PROBLEM DETAILS: List every line of the material below that contains the string "woman". Case counts.

DATA FOR PROCESSING:
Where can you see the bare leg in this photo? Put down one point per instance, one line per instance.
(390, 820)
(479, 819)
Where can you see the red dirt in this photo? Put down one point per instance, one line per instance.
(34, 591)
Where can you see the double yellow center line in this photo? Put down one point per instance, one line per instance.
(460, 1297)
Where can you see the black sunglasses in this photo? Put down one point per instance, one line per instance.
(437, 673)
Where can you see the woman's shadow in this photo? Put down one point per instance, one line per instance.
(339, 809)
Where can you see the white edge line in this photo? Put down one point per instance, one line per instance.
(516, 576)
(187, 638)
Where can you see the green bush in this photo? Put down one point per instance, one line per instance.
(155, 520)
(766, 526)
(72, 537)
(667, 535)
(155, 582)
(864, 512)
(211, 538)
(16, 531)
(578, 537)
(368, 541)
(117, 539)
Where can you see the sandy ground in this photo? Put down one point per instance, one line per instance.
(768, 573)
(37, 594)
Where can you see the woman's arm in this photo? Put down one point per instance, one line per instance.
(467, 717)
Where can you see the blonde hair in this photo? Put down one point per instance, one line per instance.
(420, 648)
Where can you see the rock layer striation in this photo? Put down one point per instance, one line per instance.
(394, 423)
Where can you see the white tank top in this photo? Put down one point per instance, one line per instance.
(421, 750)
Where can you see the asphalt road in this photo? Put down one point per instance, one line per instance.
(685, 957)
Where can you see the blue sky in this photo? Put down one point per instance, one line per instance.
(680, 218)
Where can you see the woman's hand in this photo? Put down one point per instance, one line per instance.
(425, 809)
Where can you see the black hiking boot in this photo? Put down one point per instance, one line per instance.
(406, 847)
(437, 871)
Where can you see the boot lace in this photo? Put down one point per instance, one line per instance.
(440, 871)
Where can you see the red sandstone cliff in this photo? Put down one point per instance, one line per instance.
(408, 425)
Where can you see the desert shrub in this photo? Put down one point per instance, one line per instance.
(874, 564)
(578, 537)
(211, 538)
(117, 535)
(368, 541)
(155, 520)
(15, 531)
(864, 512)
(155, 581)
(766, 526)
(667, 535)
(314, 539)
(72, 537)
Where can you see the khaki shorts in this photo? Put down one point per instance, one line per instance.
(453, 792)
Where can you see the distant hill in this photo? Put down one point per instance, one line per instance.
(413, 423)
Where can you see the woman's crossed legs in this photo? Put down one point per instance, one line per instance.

* * *

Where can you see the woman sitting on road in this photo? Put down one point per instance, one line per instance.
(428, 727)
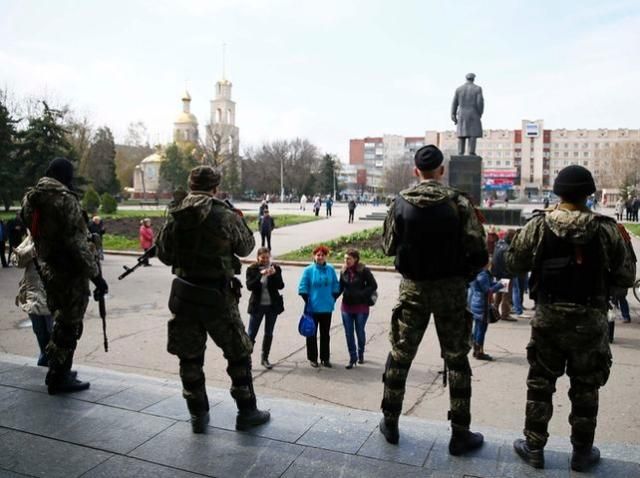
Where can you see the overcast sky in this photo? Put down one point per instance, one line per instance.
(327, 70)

TASK OUTPUT:
Where can you see the woman's shadow in this photo? Put down one point per instance, one line per instance.
Where can you see the woman's arm in this photo? Put down one point per instance, one line per instance.
Where can you see the woman's hand in this photo? Put down one point per instance, one line per instance.
Where can you see the woman's crossed legs in this photo? Put down one point per instance, one line per instance.
Where can you see the woman sitting on road in this photo? Put down one point per instance, one line per instance.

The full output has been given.